UnderstandingJob, in a mere 500 words

Why did God do this to me? Job asks. And his friends come and tell him it was because he sinned. Job replies that he has been upright. He wants an audience with God for God has wronged him (19:6).

Then along comes Elihu, a younger companion. He is mad at Job for justifying himself instead of God (32:2). He is mad at Job’s friends for not answering Job well and yet condemning him (32:3).

There is a big dispute if Elihu is one of the friends who gets it wrong or if he gets it right. It’s fairly clear to me he gets it right. First, there is the commentary in 32:2-3 that hints at the author’s perspective: he is rightly mad at both Job and his friends. Second, at the end of his long speech he starts sounding the way God talks in chapters 38-41, referring to God’s power in nature. Third, why not another “younger brother” type in Scripture? One who (by God’s choice) surpasses his older generation in wisdom and faithfulness, like Isaac, Jacob, Joseph, David, Jesus, etc. And last, Elihu is not rebuked at the end – only the other three friends are.

Elihu affirms the two truths at issue in the dispute, without going overboard and reacting poorly in a delicate situation. Truth one: yes, Job has been upright, but “in this you are not righteous” (33:12): in contending with God with Job’s “perfection” and claiming injustice. Job irreverently misapplies the truth of his upright faithfulness to what God owes him. Truth two: yes, God rewards the faithful and punishes the wicked as the friends are quick to point out. But there is not a one-to-one correlation between our morality and God’s providence in our lives at any given point (35:6-8). They cruelly misapply the general truth to Job’s current situation.

• _DATASET RECORDS_:
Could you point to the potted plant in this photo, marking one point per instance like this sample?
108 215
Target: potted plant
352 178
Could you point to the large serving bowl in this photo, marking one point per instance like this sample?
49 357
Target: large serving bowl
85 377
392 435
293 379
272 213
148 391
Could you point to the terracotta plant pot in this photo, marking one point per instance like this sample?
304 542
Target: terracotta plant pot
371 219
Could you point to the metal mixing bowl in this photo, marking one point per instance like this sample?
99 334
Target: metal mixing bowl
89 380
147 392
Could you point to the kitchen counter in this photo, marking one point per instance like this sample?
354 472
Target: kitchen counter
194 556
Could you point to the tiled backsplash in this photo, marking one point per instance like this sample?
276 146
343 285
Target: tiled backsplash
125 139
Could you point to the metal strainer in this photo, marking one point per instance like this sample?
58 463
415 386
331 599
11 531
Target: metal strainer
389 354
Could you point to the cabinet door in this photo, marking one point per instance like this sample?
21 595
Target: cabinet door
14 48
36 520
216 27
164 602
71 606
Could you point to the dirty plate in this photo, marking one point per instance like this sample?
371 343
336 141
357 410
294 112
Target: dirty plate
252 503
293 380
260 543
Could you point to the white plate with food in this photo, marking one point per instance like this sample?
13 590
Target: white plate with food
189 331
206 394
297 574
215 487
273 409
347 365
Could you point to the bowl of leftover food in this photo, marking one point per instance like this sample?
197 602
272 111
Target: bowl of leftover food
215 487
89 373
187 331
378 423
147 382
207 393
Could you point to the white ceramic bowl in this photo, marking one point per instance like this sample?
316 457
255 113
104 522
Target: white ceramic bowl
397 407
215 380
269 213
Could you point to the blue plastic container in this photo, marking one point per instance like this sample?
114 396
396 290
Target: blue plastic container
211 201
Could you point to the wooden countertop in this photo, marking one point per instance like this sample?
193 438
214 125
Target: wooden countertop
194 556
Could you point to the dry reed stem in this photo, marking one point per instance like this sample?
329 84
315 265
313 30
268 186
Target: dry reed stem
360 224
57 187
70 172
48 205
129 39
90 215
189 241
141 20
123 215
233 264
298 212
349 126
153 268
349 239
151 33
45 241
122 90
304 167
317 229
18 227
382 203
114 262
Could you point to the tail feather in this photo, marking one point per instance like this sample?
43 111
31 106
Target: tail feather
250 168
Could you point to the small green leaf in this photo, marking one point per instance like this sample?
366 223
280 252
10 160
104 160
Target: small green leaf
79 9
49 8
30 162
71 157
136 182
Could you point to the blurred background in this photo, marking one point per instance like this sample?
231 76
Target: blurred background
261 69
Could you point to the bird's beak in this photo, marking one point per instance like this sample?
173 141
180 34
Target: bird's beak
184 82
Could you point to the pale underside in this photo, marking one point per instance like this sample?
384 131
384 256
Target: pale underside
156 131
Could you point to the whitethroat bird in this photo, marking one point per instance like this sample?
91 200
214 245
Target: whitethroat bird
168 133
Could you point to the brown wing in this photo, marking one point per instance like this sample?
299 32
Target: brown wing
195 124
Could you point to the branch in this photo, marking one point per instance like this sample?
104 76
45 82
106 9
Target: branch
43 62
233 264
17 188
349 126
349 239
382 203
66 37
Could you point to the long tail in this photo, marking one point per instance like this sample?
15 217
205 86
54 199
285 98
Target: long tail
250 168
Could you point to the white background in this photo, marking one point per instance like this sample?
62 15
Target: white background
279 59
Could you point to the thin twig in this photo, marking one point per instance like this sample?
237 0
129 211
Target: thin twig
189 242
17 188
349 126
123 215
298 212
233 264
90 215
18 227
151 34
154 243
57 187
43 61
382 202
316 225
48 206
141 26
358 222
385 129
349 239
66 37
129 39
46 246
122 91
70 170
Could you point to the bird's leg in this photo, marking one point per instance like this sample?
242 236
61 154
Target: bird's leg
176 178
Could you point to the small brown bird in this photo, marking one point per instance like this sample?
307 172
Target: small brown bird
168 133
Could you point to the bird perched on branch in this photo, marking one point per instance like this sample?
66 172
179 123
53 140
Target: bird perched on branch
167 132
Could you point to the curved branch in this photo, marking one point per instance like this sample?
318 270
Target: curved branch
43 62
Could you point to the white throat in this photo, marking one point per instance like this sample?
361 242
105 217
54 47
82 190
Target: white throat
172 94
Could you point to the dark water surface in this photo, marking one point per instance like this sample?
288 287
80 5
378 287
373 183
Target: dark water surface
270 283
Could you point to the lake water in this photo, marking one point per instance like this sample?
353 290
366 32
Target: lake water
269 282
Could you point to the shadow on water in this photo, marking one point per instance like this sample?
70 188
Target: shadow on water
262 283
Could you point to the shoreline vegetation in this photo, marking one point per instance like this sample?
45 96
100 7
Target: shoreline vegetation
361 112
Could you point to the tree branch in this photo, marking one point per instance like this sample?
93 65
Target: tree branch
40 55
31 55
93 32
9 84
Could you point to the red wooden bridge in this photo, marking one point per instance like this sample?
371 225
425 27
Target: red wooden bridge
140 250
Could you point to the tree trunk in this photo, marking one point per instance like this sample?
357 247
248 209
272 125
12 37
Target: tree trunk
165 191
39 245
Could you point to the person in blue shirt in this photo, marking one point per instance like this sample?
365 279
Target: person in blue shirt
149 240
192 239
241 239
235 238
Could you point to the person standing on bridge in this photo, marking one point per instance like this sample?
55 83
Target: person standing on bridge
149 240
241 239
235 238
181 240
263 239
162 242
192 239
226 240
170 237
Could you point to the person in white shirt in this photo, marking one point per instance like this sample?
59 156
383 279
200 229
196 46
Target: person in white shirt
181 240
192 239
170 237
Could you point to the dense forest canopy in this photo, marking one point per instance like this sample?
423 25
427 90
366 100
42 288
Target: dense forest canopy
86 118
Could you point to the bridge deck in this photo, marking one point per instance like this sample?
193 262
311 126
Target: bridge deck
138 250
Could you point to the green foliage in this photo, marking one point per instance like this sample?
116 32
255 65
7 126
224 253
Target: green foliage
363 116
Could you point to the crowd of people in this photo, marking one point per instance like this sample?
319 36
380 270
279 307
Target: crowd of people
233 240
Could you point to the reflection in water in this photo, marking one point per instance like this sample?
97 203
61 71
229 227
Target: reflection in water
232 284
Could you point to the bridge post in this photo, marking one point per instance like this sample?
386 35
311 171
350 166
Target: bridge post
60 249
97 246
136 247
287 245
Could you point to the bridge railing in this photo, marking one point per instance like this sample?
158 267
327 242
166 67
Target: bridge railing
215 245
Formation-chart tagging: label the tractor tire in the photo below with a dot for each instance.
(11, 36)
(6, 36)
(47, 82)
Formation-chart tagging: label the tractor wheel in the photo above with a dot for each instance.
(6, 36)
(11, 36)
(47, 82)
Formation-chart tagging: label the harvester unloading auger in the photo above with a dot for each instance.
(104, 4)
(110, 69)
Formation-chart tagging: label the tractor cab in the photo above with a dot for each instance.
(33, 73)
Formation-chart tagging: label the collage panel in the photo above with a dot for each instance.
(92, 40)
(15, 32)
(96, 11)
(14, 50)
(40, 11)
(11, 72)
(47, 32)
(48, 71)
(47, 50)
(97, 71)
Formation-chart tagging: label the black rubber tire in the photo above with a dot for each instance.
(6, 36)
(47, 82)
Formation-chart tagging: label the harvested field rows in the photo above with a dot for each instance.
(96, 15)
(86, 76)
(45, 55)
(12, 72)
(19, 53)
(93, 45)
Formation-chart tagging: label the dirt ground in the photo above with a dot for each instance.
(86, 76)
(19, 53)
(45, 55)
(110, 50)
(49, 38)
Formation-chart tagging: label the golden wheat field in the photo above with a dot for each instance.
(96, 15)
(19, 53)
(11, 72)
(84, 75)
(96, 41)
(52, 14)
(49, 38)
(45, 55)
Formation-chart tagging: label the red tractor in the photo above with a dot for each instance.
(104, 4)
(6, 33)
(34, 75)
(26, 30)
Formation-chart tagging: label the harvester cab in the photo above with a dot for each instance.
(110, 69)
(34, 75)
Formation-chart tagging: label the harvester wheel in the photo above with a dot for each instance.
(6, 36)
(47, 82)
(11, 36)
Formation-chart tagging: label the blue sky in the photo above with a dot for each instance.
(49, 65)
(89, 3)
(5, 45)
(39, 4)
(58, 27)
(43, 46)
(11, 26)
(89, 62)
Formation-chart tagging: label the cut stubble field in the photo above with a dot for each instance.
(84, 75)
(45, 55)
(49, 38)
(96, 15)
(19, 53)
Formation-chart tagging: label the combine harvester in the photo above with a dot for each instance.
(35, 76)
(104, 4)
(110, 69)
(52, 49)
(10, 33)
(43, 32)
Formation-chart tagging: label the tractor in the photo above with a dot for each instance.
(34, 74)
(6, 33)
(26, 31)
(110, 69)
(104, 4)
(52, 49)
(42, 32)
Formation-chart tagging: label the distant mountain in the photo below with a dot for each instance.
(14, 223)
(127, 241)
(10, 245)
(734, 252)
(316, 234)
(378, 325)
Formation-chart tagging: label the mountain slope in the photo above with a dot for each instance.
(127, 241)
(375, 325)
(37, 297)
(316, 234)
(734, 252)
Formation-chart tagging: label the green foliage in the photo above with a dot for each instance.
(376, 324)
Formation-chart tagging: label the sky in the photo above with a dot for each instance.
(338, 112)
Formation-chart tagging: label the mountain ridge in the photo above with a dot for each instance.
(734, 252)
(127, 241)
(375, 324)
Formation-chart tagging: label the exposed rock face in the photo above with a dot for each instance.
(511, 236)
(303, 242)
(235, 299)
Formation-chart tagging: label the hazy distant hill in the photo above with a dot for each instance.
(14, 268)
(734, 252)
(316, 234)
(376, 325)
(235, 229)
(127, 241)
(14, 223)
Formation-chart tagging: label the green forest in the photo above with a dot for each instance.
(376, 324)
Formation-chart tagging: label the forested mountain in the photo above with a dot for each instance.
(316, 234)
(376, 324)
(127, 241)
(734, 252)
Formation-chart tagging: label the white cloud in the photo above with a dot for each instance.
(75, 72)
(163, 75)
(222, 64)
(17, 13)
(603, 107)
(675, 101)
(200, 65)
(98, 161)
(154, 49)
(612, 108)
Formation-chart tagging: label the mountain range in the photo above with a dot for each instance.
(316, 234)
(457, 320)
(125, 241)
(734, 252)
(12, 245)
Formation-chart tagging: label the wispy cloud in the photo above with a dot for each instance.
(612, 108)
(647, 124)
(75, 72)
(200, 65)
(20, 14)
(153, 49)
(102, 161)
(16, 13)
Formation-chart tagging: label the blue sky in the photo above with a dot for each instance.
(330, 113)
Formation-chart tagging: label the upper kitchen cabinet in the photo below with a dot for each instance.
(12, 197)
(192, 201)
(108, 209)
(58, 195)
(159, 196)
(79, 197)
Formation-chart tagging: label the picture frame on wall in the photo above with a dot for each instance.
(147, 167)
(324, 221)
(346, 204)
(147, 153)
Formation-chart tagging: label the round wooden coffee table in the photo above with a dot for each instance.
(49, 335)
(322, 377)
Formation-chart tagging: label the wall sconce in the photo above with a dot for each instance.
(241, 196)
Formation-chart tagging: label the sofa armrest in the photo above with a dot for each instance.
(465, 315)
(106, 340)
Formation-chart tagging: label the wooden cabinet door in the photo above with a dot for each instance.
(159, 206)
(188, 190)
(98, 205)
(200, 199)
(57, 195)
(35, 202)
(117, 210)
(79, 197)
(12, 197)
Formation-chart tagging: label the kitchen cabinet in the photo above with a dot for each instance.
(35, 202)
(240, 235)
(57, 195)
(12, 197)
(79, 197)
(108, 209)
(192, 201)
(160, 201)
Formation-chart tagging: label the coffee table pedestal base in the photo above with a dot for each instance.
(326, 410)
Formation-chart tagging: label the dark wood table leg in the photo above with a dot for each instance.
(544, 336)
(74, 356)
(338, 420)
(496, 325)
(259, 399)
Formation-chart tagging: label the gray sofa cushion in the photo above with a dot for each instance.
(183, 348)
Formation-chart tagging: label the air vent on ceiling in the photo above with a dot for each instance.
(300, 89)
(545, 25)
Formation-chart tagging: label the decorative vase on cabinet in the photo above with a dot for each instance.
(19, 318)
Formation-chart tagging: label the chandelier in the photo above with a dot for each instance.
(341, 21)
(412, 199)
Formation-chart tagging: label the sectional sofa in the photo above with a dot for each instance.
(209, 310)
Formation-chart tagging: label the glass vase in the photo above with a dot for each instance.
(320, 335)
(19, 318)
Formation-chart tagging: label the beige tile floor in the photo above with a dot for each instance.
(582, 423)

• _REQUIREMENT_:
Extend the essay on the Book of Job above, beginning right after its final sentence and continuing in the same style.

• _WRITTEN REPLY_:
Each of these misapplications take place in part because of their sin, I’m sure. But the text shows us that such misapplication also occurs because on earth we see in a mirror dimly, and do not see all of God’s intentions in His providence. One application for us is to be still and wait patiently on the Lord.

But the last chapter is the kicker. Even though they are both speaking “off key,” God justifies Job. Why? Job repents of his words against God. His friends remain stuck in their rigid and cruel application of truth. Although they were technically “more right” than Job, they are called to repent, for they have not applied truth in ways that drew Job to God. Rather, they provoked Job to speak evil of God. They “have not spoken of [God] what is right” (42:8), though they spoke right words. God will put up with us when we suffer and we cannot be still and wait patiently on Him. He understands when we are full of words and frustrated at things. Check out Psalms 12 and 35 for examples. But He won’t tolerate people who know the truth, who know that they know it, and who use it in selfish or flippant ways that turn their audience against God instead of toward Him.